EXERCISE INSTRUCTIONS: Reproduce verbatim the lines of the items below that run between the line holding "outline steep slope, every instance" and the line holding "247 67 L 255", inclusive.

BEGIN LISTED ENTRIES

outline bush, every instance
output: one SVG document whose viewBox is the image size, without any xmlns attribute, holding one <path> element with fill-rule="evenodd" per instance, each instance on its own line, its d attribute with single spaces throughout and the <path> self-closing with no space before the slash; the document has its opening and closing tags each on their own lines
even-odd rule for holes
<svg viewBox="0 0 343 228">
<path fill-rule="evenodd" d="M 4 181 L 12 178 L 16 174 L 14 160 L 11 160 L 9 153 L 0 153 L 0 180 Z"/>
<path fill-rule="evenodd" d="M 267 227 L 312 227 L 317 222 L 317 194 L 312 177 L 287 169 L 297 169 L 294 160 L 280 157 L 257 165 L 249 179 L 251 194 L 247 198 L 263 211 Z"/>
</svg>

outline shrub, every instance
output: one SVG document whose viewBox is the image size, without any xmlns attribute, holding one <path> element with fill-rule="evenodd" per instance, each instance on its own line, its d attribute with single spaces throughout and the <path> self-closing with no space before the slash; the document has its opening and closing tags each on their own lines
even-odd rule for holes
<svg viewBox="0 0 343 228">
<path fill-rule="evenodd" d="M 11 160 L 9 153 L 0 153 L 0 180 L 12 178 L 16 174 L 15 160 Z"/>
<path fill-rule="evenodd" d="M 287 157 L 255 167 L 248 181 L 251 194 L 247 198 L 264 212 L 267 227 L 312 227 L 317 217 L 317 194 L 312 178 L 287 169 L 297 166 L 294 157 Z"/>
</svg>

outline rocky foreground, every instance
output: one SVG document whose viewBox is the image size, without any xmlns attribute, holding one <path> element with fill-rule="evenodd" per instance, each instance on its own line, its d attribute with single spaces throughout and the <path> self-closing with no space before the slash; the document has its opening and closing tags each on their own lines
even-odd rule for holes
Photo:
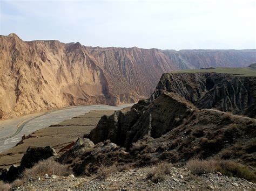
<svg viewBox="0 0 256 191">
<path fill-rule="evenodd" d="M 186 168 L 173 167 L 160 182 L 154 183 L 147 175 L 150 167 L 131 169 L 111 173 L 105 180 L 97 176 L 77 178 L 53 175 L 31 178 L 17 190 L 146 189 L 146 190 L 255 190 L 256 185 L 245 179 L 229 178 L 221 173 L 199 176 L 191 174 Z"/>
<path fill-rule="evenodd" d="M 255 113 L 235 115 L 255 111 L 255 77 L 190 74 L 200 79 L 199 94 L 169 76 L 151 99 L 102 116 L 58 153 L 30 146 L 0 179 L 24 189 L 255 189 Z M 210 108 L 200 108 L 196 101 L 211 93 Z"/>
</svg>

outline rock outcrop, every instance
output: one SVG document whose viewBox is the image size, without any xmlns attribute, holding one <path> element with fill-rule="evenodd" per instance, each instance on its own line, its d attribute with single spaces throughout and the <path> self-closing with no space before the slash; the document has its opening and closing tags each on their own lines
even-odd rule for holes
<svg viewBox="0 0 256 191">
<path fill-rule="evenodd" d="M 212 109 L 199 110 L 180 96 L 167 92 L 134 111 L 137 106 L 126 114 L 102 117 L 87 137 L 96 143 L 109 139 L 125 147 L 129 154 L 118 162 L 184 163 L 194 157 L 215 156 L 255 166 L 253 143 L 256 119 Z M 134 112 L 138 114 L 134 115 Z M 129 122 L 132 119 L 133 124 Z M 97 135 L 100 138 L 96 138 Z M 114 151 L 105 155 L 117 154 Z M 113 162 L 115 160 L 116 157 Z"/>
<path fill-rule="evenodd" d="M 21 161 L 19 166 L 13 165 L 7 172 L 2 172 L 1 179 L 5 182 L 12 182 L 21 176 L 22 172 L 26 168 L 32 167 L 40 160 L 45 160 L 52 157 L 56 157 L 57 154 L 54 148 L 49 146 L 45 147 L 30 146 Z"/>
<path fill-rule="evenodd" d="M 0 36 L 0 119 L 69 105 L 136 103 L 152 94 L 163 73 L 244 66 L 256 61 L 255 52 L 91 47 Z"/>
<path fill-rule="evenodd" d="M 69 164 L 76 158 L 80 157 L 86 151 L 93 148 L 95 144 L 92 142 L 84 138 L 79 138 L 73 146 L 62 154 L 58 160 L 61 163 Z"/>
</svg>

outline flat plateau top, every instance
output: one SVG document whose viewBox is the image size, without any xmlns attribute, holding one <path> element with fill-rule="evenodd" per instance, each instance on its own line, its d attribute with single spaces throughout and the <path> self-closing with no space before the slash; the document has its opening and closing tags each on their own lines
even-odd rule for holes
<svg viewBox="0 0 256 191">
<path fill-rule="evenodd" d="M 256 67 L 254 67 L 254 66 L 252 66 L 246 68 L 210 68 L 208 69 L 186 69 L 172 71 L 170 73 L 216 73 L 219 74 L 231 74 L 235 75 L 247 77 L 256 77 Z"/>
</svg>

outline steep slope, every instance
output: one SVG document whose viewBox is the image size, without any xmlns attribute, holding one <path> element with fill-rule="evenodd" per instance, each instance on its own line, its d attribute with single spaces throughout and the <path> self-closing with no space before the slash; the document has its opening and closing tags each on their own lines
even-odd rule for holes
<svg viewBox="0 0 256 191">
<path fill-rule="evenodd" d="M 156 49 L 98 51 L 79 43 L 25 42 L 15 34 L 0 41 L 2 119 L 72 105 L 134 103 L 152 92 L 151 80 L 156 85 L 175 69 Z"/>
<path fill-rule="evenodd" d="M 184 164 L 193 157 L 232 159 L 255 167 L 255 119 L 199 110 L 180 96 L 165 93 L 151 103 L 139 102 L 126 113 L 102 117 L 85 135 L 97 144 L 94 149 L 66 161 L 78 175 L 93 172 L 99 164 Z"/>
<path fill-rule="evenodd" d="M 226 66 L 222 61 L 228 58 L 235 66 L 256 61 L 251 61 L 255 50 L 237 52 L 235 59 L 232 54 L 217 56 L 218 65 Z M 155 48 L 91 47 L 0 36 L 0 119 L 73 105 L 135 103 L 152 94 L 163 73 L 201 67 L 197 60 L 201 55 L 196 54 L 183 65 Z"/>
<path fill-rule="evenodd" d="M 247 67 L 255 62 L 256 49 L 193 49 L 161 51 L 179 68 Z"/>
<path fill-rule="evenodd" d="M 244 70 L 245 70 L 245 68 Z M 233 73 L 237 72 L 234 69 Z M 233 114 L 256 117 L 256 70 L 248 69 L 252 76 L 207 72 L 172 73 L 161 76 L 150 100 L 165 91 L 184 98 L 199 109 L 215 109 Z M 227 70 L 223 69 L 223 72 Z M 206 71 L 206 72 L 205 72 Z M 254 74 L 252 75 L 251 74 Z"/>
</svg>

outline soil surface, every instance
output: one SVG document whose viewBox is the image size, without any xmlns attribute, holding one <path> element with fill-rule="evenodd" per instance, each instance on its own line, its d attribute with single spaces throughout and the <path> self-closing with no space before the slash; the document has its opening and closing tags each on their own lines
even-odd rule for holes
<svg viewBox="0 0 256 191">
<path fill-rule="evenodd" d="M 119 107 L 108 107 L 109 109 L 112 109 L 109 110 L 91 110 L 88 113 L 77 116 L 70 119 L 65 120 L 58 124 L 54 125 L 55 123 L 50 123 L 53 124 L 52 126 L 37 130 L 23 139 L 19 142 L 18 145 L 0 153 L 0 168 L 9 167 L 12 164 L 18 164 L 26 149 L 30 145 L 44 147 L 50 145 L 58 152 L 62 148 L 75 142 L 78 137 L 83 137 L 85 133 L 90 132 L 91 129 L 95 128 L 103 115 L 111 115 L 114 109 L 121 109 L 124 106 L 127 105 L 125 105 Z M 97 106 L 91 108 L 94 109 L 97 109 Z M 98 107 L 98 109 L 103 108 L 101 107 Z M 104 108 L 107 109 L 107 106 L 104 106 Z M 77 109 L 80 110 L 82 108 Z M 83 112 L 84 113 L 85 110 L 84 110 Z M 60 113 L 61 114 L 62 112 Z M 76 112 L 74 115 L 77 115 L 77 113 Z M 62 117 L 64 117 L 63 116 Z M 54 119 L 53 118 L 53 120 Z M 40 121 L 39 118 L 37 118 L 37 120 L 38 122 Z M 31 122 L 33 122 L 34 124 L 35 123 Z M 48 122 L 45 121 L 45 122 Z M 50 125 L 47 124 L 47 125 Z M 34 126 L 35 128 L 38 128 L 36 125 Z M 45 126 L 47 126 L 46 125 Z M 26 128 L 26 126 L 25 128 Z M 22 135 L 22 133 L 19 134 L 19 140 L 21 139 Z M 15 143 L 16 143 L 17 142 Z"/>
<path fill-rule="evenodd" d="M 57 177 L 45 179 L 38 177 L 17 188 L 18 190 L 255 190 L 256 185 L 237 178 L 228 178 L 217 174 L 198 176 L 191 174 L 186 168 L 172 167 L 165 179 L 153 183 L 147 179 L 150 167 L 116 172 L 105 180 L 95 176 L 80 178 Z"/>
</svg>

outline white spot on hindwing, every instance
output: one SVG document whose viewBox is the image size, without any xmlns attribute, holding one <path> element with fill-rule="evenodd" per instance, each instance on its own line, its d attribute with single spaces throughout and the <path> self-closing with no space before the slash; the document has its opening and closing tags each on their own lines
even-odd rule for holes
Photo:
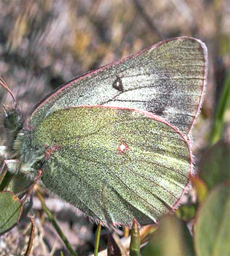
<svg viewBox="0 0 230 256">
<path fill-rule="evenodd" d="M 126 145 L 123 142 L 121 142 L 118 147 L 119 154 L 124 154 L 126 150 L 128 150 L 128 148 L 129 147 L 128 147 L 127 145 Z"/>
</svg>

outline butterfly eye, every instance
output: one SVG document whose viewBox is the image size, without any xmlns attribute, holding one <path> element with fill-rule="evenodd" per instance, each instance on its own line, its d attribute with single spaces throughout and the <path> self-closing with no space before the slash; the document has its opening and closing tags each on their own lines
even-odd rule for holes
<svg viewBox="0 0 230 256">
<path fill-rule="evenodd" d="M 20 115 L 15 110 L 10 110 L 6 112 L 4 120 L 4 126 L 5 128 L 14 130 L 20 124 Z"/>
</svg>

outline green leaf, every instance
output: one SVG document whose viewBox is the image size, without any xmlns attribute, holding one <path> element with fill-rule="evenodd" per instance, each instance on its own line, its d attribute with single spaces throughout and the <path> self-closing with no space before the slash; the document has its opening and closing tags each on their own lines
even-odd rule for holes
<svg viewBox="0 0 230 256">
<path fill-rule="evenodd" d="M 143 251 L 142 256 L 193 255 L 192 237 L 186 223 L 175 216 L 166 216 Z"/>
<path fill-rule="evenodd" d="M 141 238 L 138 223 L 134 219 L 131 229 L 131 241 L 130 246 L 130 255 L 139 256 L 140 255 Z"/>
<path fill-rule="evenodd" d="M 17 224 L 22 208 L 20 200 L 12 192 L 0 192 L 0 234 Z"/>
<path fill-rule="evenodd" d="M 230 144 L 219 141 L 203 156 L 199 167 L 200 177 L 208 188 L 230 179 Z"/>
<path fill-rule="evenodd" d="M 230 255 L 230 188 L 215 187 L 201 205 L 194 228 L 197 256 Z"/>
</svg>

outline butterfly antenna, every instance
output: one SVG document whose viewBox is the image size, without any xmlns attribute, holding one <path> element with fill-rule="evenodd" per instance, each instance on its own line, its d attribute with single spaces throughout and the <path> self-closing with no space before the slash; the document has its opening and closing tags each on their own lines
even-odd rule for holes
<svg viewBox="0 0 230 256">
<path fill-rule="evenodd" d="M 7 92 L 10 94 L 11 97 L 13 99 L 13 102 L 15 106 L 15 108 L 17 109 L 17 102 L 16 100 L 16 99 L 12 92 L 12 91 L 9 88 L 8 85 L 6 84 L 6 83 L 4 81 L 3 78 L 0 76 L 0 85 L 1 85 L 3 87 L 4 87 Z"/>
</svg>

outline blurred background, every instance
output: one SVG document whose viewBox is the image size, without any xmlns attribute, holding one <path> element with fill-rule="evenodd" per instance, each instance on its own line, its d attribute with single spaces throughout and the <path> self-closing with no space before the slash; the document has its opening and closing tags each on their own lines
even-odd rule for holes
<svg viewBox="0 0 230 256">
<path fill-rule="evenodd" d="M 179 36 L 199 38 L 208 49 L 207 90 L 194 132 L 193 152 L 199 163 L 229 70 L 229 0 L 1 0 L 0 74 L 27 115 L 59 85 Z M 1 106 L 11 102 L 9 93 L 0 88 Z M 226 116 L 224 136 L 229 140 L 229 110 Z M 56 198 L 46 202 L 80 255 L 93 252 L 96 226 Z M 34 255 L 55 255 L 61 249 L 68 255 L 36 198 L 33 209 L 40 216 Z M 20 252 L 28 230 L 29 224 L 23 223 L 1 237 L 0 255 L 6 255 L 7 248 Z"/>
</svg>

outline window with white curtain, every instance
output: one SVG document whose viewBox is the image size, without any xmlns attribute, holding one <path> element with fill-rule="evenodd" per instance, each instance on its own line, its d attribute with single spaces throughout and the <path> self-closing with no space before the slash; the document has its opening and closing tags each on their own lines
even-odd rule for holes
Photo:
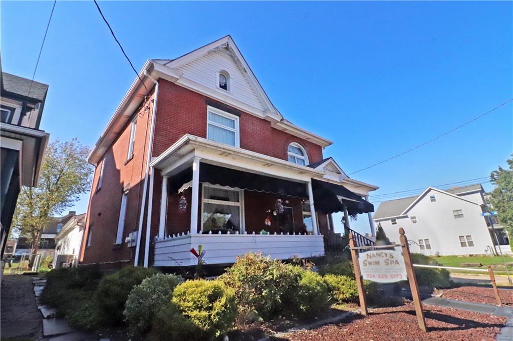
<svg viewBox="0 0 513 341">
<path fill-rule="evenodd" d="M 298 143 L 291 143 L 287 149 L 288 161 L 294 164 L 306 166 L 308 164 L 308 157 L 303 146 Z"/>
<path fill-rule="evenodd" d="M 230 91 L 230 75 L 226 71 L 220 71 L 219 84 L 218 86 L 220 89 L 222 89 L 227 91 Z"/>
<path fill-rule="evenodd" d="M 128 191 L 123 192 L 121 197 L 121 208 L 120 209 L 120 218 L 117 222 L 117 233 L 116 234 L 116 244 L 121 245 L 123 242 L 123 231 L 125 229 L 125 217 L 127 211 L 127 198 Z"/>
<path fill-rule="evenodd" d="M 207 138 L 239 147 L 239 117 L 212 107 L 208 110 Z"/>
<path fill-rule="evenodd" d="M 229 187 L 204 184 L 201 230 L 203 233 L 244 232 L 244 192 Z"/>
<path fill-rule="evenodd" d="M 135 143 L 135 129 L 137 128 L 137 116 L 132 121 L 130 126 L 130 141 L 128 142 L 128 153 L 127 155 L 127 160 L 129 160 L 133 156 L 133 145 Z"/>
</svg>

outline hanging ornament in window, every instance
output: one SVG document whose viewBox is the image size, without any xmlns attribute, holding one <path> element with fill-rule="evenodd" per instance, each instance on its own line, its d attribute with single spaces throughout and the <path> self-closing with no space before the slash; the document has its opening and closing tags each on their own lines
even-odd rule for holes
<svg viewBox="0 0 513 341">
<path fill-rule="evenodd" d="M 281 199 L 276 199 L 276 204 L 275 205 L 276 207 L 276 210 L 278 211 L 279 213 L 283 213 L 285 209 L 283 208 L 283 200 Z"/>
<path fill-rule="evenodd" d="M 180 197 L 178 200 L 178 211 L 183 213 L 187 210 L 187 199 L 185 198 L 185 195 Z"/>
</svg>

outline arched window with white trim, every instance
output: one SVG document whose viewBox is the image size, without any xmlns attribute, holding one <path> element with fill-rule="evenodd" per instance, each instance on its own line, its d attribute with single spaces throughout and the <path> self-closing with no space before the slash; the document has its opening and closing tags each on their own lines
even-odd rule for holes
<svg viewBox="0 0 513 341">
<path fill-rule="evenodd" d="M 289 145 L 287 149 L 287 154 L 288 161 L 301 166 L 308 164 L 308 156 L 306 155 L 306 151 L 303 146 L 295 142 Z"/>
<path fill-rule="evenodd" d="M 218 86 L 226 91 L 230 91 L 230 75 L 225 71 L 219 71 L 219 83 Z"/>
</svg>

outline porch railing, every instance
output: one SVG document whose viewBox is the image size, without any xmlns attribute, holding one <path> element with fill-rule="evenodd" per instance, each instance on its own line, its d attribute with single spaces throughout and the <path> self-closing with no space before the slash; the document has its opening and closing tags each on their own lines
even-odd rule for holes
<svg viewBox="0 0 513 341">
<path fill-rule="evenodd" d="M 374 240 L 369 239 L 361 233 L 359 233 L 354 230 L 344 228 L 345 233 L 349 235 L 349 232 L 353 234 L 353 239 L 354 239 L 356 246 L 374 246 L 376 243 Z"/>
</svg>

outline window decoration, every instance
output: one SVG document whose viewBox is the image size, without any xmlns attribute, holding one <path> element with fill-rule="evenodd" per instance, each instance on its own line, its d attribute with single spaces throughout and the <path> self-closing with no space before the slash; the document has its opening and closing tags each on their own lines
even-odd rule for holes
<svg viewBox="0 0 513 341">
<path fill-rule="evenodd" d="M 220 89 L 228 91 L 229 91 L 230 75 L 226 71 L 221 71 L 219 72 L 219 86 Z"/>
<path fill-rule="evenodd" d="M 207 118 L 207 138 L 239 147 L 239 117 L 209 107 Z"/>
<path fill-rule="evenodd" d="M 182 194 L 178 200 L 178 212 L 183 213 L 187 210 L 187 199 L 185 198 L 185 196 Z"/>
<path fill-rule="evenodd" d="M 308 164 L 308 156 L 305 149 L 299 144 L 291 143 L 287 149 L 287 155 L 290 162 L 301 166 Z"/>
<path fill-rule="evenodd" d="M 204 185 L 202 231 L 203 233 L 233 234 L 243 231 L 243 192 L 228 187 Z"/>
</svg>

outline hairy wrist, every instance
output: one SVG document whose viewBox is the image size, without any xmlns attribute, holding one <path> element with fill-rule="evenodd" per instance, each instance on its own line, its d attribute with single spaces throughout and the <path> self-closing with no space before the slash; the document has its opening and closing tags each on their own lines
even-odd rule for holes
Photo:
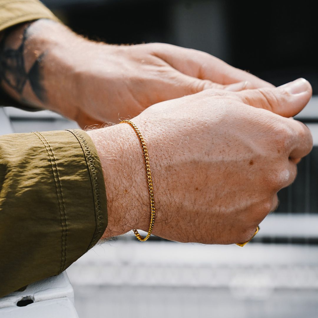
<svg viewBox="0 0 318 318">
<path fill-rule="evenodd" d="M 102 238 L 133 229 L 148 231 L 149 193 L 143 154 L 134 130 L 123 124 L 87 133 L 96 147 L 106 185 L 108 224 Z"/>
</svg>

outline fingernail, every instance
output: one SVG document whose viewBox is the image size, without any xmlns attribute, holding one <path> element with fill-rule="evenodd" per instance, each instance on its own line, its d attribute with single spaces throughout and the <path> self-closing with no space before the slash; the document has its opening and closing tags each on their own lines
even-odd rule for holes
<svg viewBox="0 0 318 318">
<path fill-rule="evenodd" d="M 296 94 L 307 91 L 310 86 L 308 81 L 305 79 L 300 78 L 279 87 L 284 88 L 291 94 Z"/>
</svg>

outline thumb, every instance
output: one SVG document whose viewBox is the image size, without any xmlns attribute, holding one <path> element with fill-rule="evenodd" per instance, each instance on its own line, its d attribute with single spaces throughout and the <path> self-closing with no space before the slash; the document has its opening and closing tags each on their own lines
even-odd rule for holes
<svg viewBox="0 0 318 318">
<path fill-rule="evenodd" d="M 276 88 L 250 89 L 235 93 L 248 105 L 284 117 L 292 117 L 307 105 L 312 89 L 308 81 L 300 78 Z"/>
</svg>

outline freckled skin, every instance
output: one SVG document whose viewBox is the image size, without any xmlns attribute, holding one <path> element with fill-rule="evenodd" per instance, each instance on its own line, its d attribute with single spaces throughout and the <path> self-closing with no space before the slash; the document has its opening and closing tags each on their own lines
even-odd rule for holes
<svg viewBox="0 0 318 318">
<path fill-rule="evenodd" d="M 2 32 L 0 41 L 1 84 L 20 102 L 83 127 L 136 116 L 153 175 L 153 233 L 163 237 L 247 240 L 312 146 L 308 129 L 288 118 L 311 96 L 303 79 L 274 88 L 203 52 L 97 43 L 43 19 Z M 135 134 L 124 124 L 89 134 L 107 189 L 103 238 L 148 230 L 149 189 Z"/>
<path fill-rule="evenodd" d="M 273 89 L 269 96 L 279 101 L 279 92 Z M 311 135 L 302 124 L 245 104 L 238 93 L 219 93 L 207 90 L 162 102 L 132 120 L 148 149 L 156 235 L 205 244 L 247 240 L 276 207 L 277 191 L 294 179 L 296 164 L 288 157 L 311 149 Z M 109 223 L 104 237 L 133 228 L 148 231 L 145 163 L 134 131 L 121 124 L 88 133 L 106 183 Z"/>
</svg>

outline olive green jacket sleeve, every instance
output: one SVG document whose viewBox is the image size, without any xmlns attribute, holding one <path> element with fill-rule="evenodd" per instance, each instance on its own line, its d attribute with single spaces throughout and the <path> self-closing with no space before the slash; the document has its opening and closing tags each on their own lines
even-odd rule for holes
<svg viewBox="0 0 318 318">
<path fill-rule="evenodd" d="M 96 149 L 80 130 L 0 136 L 0 297 L 64 270 L 107 225 Z"/>
<path fill-rule="evenodd" d="M 19 23 L 43 18 L 59 21 L 38 0 L 0 0 L 0 32 Z M 0 106 L 14 106 L 27 110 L 38 110 L 20 105 L 0 88 Z"/>
</svg>

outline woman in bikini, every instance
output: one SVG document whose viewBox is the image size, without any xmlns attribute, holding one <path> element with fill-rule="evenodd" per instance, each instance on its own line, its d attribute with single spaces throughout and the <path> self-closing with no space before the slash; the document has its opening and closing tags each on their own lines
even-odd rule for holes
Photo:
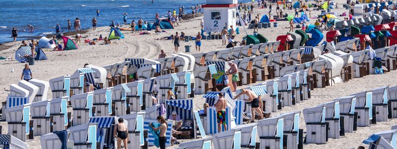
<svg viewBox="0 0 397 149">
<path fill-rule="evenodd" d="M 124 124 L 124 120 L 123 118 L 119 119 L 119 124 L 116 125 L 116 129 L 113 133 L 115 138 L 118 138 L 117 139 L 117 149 L 121 149 L 122 141 L 124 145 L 124 149 L 127 149 L 127 142 L 130 140 L 128 138 L 128 131 L 127 127 Z"/>
</svg>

END LISTED ENTRIES

COMPLETED TASK:
outline steep slope, every instance
output: one SVG document whose viewBox is the image size, without any xmlns attribute, holding one <path> element with fill-rule="evenodd" per instance, each instance on its own line, its d attribute with single spaces throughout and the <path> self-closing with no space before the slash; the document has its opening and closing tags each on their own lines
even-odd rule for holes
<svg viewBox="0 0 256 191">
<path fill-rule="evenodd" d="M 156 49 L 98 51 L 79 43 L 25 42 L 15 34 L 0 41 L 2 119 L 72 105 L 134 103 L 152 92 L 151 80 L 156 85 L 175 69 Z"/>
<path fill-rule="evenodd" d="M 184 164 L 193 157 L 232 159 L 255 167 L 255 119 L 199 110 L 180 96 L 165 93 L 151 103 L 139 102 L 126 113 L 102 117 L 85 135 L 97 144 L 94 149 L 66 161 L 78 175 L 93 172 L 99 164 Z"/>
<path fill-rule="evenodd" d="M 226 66 L 222 61 L 228 58 L 235 66 L 256 61 L 251 61 L 255 50 L 237 52 L 235 59 L 232 54 L 217 56 L 218 65 Z M 155 48 L 91 47 L 0 36 L 0 119 L 73 105 L 135 103 L 152 94 L 163 73 L 201 67 L 197 60 L 201 55 L 196 54 L 183 65 Z"/>
<path fill-rule="evenodd" d="M 247 67 L 255 62 L 256 49 L 193 49 L 161 51 L 179 68 Z"/>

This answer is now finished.